Arrange the lines below as a Markdown table with the columns Row and Line. Start at the line containing "shape in glass.", continue through the final line, number each row, and omit blank lines.

** Start of Entries provided **

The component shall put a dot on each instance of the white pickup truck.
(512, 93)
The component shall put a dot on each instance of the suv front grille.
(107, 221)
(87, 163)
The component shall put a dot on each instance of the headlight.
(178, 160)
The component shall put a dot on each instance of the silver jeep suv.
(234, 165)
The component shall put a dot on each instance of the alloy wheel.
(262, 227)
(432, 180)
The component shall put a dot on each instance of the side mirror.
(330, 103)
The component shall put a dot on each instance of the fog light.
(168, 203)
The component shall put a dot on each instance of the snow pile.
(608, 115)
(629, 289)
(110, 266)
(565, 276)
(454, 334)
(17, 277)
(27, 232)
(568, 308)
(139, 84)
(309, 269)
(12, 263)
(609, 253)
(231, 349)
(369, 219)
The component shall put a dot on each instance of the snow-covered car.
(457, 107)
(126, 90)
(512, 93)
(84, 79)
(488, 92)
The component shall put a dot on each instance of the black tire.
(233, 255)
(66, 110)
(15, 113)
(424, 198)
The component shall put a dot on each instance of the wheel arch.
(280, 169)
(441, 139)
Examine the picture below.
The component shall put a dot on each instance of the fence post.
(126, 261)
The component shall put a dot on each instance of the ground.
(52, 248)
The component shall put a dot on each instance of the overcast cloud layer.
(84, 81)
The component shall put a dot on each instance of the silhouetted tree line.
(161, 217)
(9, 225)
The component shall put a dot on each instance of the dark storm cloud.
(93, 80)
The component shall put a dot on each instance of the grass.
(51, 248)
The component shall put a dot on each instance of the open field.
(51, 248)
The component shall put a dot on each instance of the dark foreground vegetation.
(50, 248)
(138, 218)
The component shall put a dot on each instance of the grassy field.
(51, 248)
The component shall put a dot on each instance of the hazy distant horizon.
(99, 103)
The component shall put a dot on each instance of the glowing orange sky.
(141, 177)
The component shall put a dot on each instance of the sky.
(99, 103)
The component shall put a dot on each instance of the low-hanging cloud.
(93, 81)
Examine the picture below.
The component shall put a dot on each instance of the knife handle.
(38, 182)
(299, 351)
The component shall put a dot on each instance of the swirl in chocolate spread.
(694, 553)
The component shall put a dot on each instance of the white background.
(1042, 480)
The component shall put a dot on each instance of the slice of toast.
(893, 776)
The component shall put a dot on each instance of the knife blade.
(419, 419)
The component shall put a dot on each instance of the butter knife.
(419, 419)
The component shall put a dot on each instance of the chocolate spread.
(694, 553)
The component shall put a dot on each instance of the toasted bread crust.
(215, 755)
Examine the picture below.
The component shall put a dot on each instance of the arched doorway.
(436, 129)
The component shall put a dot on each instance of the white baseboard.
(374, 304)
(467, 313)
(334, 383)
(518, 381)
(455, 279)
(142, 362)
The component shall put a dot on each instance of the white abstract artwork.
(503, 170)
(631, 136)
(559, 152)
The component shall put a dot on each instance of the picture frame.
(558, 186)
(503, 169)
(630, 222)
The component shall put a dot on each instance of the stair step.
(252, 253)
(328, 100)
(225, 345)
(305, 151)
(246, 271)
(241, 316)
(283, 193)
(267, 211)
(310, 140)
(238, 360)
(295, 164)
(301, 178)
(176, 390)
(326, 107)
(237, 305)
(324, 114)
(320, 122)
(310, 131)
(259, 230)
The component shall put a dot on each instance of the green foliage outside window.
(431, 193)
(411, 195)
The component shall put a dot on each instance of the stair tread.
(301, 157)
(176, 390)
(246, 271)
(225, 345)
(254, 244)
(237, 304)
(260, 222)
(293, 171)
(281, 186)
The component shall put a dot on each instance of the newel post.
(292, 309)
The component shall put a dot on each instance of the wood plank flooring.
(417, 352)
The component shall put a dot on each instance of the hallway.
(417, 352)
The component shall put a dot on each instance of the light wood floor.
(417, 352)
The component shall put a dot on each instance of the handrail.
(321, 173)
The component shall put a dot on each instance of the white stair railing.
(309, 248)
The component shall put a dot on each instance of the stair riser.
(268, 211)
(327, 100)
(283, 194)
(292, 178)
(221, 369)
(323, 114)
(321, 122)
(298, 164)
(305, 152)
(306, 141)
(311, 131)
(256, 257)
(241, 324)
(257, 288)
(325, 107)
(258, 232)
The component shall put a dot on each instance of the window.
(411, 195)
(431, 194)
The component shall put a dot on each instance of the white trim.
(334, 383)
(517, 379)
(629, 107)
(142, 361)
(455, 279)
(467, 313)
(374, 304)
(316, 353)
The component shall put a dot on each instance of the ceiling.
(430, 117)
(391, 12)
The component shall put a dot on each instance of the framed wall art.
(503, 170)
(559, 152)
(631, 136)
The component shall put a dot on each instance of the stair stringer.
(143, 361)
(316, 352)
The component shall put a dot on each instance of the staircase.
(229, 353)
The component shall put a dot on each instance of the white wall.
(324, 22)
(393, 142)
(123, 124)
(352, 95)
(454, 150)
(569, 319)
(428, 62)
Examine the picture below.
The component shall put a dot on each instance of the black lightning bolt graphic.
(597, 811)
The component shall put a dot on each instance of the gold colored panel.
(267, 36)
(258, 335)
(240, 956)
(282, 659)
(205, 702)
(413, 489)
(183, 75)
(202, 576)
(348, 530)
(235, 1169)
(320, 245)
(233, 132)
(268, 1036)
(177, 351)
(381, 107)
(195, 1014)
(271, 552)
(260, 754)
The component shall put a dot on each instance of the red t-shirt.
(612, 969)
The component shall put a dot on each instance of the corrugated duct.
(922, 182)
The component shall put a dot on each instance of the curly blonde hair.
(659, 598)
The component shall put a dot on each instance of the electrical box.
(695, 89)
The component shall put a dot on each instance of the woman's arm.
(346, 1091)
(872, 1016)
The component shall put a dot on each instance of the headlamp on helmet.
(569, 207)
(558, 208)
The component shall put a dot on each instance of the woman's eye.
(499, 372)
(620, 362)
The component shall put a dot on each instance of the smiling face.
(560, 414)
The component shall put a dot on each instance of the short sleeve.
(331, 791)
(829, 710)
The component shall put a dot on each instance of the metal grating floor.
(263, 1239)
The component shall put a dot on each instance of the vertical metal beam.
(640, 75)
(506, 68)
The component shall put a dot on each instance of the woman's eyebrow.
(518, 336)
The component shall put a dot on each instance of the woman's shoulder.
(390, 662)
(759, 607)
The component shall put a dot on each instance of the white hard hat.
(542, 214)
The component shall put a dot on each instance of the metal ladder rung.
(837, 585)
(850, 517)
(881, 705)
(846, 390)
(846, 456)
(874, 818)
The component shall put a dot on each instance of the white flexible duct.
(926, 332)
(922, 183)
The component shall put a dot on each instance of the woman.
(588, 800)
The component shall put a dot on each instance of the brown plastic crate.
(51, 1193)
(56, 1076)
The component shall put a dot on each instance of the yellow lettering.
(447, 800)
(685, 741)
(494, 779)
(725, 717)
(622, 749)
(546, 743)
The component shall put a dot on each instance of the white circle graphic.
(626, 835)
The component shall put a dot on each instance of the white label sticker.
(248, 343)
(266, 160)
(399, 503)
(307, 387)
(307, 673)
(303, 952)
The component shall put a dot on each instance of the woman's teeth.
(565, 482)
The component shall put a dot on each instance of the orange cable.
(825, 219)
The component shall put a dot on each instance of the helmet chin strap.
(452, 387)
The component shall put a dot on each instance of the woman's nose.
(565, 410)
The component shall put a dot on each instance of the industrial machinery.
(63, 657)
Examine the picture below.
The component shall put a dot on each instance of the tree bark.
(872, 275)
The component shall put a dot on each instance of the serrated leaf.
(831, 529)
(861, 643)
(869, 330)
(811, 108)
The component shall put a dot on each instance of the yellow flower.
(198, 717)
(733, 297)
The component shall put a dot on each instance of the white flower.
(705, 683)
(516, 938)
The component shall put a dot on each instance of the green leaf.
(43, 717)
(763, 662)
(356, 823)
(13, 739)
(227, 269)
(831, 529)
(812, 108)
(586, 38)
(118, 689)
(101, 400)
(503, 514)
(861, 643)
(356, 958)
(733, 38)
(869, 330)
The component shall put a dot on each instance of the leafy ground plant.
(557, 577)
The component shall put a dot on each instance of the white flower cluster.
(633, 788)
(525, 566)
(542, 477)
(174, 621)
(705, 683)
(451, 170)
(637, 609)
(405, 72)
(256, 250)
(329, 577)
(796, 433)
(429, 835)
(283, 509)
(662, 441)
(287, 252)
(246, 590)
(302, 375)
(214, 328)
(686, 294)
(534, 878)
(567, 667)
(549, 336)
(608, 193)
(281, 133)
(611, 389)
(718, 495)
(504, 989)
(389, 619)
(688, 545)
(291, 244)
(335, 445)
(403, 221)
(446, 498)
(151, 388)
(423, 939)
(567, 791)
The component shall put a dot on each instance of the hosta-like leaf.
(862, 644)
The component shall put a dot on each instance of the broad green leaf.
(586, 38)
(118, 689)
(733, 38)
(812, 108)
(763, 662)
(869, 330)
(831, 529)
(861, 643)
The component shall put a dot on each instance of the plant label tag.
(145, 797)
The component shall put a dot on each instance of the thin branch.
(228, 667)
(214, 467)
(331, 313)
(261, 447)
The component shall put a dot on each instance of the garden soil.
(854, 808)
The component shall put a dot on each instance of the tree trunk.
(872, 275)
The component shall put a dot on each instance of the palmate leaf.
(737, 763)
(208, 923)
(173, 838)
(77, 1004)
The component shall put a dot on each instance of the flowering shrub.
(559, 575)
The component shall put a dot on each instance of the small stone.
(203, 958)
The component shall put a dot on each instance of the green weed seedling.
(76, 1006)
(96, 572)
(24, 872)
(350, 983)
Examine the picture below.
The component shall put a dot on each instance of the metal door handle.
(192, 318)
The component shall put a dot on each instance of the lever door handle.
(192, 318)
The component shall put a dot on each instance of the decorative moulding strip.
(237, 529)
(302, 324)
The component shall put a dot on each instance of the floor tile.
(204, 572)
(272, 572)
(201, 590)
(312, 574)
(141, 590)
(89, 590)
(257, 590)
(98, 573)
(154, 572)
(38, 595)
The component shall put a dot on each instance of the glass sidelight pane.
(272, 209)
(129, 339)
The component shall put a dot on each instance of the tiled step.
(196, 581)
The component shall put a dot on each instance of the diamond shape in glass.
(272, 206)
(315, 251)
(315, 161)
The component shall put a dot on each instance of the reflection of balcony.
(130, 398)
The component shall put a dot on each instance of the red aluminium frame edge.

** End of Entries provided **

#### Output
| Row | Line |
|---|---|
| 1 | The component shall put a dot on each instance of the diamond shape in glass. |
| 2 | (272, 206) |
| 3 | (315, 251) |
| 4 | (315, 161) |
| 5 | The component shall put a dot on each instance of the reflection of balcony. |
| 6 | (130, 398) |
| 7 | The component shall put a dot on each instance of the red aluminium frame edge. |